Dataset extract Start Marker
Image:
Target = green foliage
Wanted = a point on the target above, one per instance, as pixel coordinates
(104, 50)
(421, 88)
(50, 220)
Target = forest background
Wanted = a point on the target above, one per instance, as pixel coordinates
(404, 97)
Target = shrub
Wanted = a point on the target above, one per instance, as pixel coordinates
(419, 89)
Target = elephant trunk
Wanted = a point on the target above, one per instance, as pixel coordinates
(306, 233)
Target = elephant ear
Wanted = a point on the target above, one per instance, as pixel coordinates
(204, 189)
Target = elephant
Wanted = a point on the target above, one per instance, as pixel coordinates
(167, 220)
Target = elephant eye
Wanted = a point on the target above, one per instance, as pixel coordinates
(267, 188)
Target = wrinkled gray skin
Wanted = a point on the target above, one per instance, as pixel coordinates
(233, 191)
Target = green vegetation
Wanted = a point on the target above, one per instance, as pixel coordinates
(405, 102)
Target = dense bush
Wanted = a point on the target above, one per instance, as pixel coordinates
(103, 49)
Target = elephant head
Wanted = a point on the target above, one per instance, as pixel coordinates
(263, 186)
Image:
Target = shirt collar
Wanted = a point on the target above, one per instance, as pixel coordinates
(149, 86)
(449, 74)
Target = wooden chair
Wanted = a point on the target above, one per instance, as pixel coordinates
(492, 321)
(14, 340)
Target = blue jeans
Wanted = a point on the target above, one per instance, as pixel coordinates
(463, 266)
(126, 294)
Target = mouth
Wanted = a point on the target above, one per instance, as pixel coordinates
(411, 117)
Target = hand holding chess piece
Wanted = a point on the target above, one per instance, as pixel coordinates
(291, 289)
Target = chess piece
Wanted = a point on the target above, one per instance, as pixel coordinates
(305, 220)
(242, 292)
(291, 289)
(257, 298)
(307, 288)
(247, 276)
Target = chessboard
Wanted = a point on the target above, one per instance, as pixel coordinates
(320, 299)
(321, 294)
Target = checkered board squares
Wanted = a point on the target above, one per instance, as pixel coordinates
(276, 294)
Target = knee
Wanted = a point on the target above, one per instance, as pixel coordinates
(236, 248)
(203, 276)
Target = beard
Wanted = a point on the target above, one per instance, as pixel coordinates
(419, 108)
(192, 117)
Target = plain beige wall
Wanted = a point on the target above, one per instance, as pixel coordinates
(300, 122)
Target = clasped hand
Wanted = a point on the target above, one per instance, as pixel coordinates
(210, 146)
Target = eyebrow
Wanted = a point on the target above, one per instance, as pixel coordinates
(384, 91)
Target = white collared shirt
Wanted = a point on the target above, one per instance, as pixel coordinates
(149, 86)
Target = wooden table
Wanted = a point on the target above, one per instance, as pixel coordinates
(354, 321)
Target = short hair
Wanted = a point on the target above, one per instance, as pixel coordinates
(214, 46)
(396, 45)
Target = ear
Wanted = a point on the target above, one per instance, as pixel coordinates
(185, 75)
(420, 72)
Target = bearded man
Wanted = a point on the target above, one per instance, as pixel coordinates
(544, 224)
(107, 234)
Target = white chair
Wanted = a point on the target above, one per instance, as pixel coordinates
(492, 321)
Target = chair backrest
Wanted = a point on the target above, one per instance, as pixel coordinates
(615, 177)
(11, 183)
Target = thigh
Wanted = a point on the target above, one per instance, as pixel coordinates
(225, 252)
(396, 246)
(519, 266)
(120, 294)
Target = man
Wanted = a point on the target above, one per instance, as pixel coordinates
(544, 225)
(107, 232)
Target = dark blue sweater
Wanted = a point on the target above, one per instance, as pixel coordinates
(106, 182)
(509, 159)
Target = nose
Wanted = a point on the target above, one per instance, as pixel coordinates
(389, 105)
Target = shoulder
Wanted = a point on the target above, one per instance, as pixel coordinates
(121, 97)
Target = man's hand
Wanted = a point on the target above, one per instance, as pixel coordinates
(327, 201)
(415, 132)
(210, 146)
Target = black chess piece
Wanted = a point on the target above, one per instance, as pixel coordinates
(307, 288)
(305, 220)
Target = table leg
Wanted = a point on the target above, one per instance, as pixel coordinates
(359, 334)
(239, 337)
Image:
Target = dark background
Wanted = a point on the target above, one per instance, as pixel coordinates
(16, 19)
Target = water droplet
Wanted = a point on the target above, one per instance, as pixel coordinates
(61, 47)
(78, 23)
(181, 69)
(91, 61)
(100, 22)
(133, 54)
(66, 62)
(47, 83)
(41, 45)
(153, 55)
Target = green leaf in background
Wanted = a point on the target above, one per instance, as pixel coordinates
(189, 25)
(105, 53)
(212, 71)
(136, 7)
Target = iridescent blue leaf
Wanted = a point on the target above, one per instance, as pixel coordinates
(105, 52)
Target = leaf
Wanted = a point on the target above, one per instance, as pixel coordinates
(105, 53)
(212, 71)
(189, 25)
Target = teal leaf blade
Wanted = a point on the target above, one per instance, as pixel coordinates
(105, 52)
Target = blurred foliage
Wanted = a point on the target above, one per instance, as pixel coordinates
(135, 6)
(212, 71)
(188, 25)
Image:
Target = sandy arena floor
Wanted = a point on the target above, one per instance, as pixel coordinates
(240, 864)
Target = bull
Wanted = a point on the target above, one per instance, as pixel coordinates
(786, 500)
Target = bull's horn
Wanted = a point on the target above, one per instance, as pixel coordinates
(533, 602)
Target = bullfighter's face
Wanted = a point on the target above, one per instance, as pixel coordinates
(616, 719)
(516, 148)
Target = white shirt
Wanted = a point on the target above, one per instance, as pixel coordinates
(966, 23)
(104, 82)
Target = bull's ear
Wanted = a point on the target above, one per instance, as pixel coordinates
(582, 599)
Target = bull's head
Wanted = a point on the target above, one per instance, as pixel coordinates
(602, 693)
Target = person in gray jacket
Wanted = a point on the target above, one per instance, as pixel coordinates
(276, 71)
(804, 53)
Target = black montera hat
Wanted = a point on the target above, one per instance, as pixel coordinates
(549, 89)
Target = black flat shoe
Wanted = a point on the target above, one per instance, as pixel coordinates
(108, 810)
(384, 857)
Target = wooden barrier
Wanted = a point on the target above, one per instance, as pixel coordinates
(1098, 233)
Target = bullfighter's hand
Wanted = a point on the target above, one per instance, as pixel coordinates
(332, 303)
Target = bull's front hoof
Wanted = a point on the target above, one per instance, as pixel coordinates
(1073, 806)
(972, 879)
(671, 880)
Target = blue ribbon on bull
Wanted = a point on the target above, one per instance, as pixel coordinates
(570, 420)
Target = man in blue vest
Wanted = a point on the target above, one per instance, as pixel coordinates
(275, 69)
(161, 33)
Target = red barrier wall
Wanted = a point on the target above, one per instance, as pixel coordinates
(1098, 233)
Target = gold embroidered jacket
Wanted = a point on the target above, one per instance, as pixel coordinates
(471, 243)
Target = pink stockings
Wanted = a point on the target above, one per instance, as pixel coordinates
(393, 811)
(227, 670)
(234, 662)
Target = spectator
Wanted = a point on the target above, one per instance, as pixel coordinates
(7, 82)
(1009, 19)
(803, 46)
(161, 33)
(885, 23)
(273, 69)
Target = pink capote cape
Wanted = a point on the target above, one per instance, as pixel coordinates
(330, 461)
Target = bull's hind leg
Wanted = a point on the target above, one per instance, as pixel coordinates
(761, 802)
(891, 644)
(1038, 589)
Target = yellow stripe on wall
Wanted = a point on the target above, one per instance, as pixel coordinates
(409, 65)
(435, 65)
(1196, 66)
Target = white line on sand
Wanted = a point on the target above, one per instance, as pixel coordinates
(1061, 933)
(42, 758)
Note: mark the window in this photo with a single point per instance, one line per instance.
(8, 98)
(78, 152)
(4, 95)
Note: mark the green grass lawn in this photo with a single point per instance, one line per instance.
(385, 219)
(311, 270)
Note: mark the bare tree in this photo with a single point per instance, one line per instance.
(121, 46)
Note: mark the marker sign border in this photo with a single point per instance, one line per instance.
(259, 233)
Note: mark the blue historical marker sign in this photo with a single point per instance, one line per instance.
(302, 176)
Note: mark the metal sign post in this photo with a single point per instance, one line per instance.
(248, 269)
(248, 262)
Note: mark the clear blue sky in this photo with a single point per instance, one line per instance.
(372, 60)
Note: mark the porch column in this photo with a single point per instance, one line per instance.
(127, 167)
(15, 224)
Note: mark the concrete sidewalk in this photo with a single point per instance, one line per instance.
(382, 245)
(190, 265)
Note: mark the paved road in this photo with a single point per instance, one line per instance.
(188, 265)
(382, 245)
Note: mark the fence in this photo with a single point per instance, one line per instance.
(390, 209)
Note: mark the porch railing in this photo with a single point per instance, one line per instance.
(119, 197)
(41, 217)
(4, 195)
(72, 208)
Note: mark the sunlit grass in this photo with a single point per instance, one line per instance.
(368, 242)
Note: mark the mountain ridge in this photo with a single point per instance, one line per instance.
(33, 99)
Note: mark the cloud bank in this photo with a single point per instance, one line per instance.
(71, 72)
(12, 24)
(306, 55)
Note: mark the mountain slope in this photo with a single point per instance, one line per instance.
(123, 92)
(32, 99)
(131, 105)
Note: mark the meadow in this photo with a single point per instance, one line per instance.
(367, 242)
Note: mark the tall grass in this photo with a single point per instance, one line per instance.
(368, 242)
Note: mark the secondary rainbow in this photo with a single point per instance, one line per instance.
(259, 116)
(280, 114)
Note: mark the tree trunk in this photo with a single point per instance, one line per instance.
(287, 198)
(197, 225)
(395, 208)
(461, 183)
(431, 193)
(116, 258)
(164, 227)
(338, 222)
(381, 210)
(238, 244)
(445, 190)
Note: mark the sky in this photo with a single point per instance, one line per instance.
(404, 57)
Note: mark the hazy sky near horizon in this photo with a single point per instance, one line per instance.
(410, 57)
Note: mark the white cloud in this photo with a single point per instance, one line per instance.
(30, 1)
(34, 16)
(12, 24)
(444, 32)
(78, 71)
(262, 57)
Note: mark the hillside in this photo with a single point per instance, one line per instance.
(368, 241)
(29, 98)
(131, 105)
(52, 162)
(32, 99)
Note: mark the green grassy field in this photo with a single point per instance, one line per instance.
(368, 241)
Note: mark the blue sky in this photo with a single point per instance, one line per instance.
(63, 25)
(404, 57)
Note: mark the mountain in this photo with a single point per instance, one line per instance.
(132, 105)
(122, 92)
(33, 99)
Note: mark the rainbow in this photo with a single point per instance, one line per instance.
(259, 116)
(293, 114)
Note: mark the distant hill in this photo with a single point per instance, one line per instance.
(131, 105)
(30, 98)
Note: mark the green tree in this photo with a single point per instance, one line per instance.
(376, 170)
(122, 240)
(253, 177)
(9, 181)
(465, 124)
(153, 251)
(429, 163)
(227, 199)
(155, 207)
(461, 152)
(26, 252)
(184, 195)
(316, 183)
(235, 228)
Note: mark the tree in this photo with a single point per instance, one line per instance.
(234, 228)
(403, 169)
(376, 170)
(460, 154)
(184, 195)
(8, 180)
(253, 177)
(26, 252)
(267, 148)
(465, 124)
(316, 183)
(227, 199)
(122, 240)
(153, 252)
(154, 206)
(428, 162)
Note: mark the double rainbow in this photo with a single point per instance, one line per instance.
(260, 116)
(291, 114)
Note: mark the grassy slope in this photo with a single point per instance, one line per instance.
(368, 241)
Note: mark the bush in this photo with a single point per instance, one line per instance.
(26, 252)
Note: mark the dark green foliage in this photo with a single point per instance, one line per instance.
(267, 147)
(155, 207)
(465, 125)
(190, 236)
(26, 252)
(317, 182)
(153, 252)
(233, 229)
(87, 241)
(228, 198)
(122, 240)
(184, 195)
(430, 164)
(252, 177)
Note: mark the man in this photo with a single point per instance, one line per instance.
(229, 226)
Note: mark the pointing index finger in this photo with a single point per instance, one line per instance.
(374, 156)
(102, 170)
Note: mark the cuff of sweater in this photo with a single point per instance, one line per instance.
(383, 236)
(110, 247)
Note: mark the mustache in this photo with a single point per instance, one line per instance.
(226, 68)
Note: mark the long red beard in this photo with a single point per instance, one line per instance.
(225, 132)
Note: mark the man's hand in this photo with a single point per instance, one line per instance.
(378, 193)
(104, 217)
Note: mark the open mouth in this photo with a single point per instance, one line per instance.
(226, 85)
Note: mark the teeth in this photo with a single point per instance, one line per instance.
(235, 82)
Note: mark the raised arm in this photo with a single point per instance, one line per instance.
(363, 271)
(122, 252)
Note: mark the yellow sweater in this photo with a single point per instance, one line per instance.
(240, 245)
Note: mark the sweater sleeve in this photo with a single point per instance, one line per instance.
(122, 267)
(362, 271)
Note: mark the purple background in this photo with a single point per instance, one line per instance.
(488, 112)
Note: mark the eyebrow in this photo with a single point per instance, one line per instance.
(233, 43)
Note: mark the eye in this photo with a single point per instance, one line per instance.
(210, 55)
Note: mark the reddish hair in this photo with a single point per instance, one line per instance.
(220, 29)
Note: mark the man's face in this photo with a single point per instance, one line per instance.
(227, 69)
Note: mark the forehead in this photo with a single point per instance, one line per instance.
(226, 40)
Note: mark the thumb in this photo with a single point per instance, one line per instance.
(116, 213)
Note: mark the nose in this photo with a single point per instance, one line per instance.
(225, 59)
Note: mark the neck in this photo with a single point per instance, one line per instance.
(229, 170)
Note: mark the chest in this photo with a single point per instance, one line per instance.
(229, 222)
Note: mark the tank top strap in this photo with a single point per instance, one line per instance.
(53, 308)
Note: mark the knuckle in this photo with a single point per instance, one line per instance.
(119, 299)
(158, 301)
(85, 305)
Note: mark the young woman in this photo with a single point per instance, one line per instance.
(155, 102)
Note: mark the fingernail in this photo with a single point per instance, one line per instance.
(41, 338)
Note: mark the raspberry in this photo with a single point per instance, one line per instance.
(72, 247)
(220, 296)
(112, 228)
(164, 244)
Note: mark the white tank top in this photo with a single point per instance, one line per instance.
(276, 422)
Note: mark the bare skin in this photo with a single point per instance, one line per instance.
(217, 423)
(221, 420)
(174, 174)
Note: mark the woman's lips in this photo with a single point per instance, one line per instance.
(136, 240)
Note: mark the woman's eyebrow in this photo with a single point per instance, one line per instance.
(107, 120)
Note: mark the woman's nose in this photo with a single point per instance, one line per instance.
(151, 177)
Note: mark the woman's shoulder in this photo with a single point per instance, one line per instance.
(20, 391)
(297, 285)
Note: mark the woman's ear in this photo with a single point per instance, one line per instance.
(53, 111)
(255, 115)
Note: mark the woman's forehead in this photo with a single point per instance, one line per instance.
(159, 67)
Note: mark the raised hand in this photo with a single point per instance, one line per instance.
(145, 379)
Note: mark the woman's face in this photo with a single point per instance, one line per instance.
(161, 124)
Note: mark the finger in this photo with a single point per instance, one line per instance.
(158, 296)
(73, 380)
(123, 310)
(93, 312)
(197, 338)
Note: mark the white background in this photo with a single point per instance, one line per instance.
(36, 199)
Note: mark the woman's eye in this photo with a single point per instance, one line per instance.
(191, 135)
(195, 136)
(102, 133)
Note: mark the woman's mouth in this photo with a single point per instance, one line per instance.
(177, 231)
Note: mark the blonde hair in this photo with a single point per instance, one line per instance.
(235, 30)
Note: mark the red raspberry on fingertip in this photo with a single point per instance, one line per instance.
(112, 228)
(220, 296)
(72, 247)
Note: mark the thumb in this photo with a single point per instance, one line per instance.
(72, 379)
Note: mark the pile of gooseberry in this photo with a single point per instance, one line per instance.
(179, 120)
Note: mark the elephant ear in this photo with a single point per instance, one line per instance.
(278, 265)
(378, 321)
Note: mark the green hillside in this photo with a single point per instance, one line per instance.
Dataset extract End Marker
What is being asked: Return a copy of each line in the entries that carries the string "black".

Exercise response:
Target = black chess piece
Target = black montera hat
Target = black flat shoe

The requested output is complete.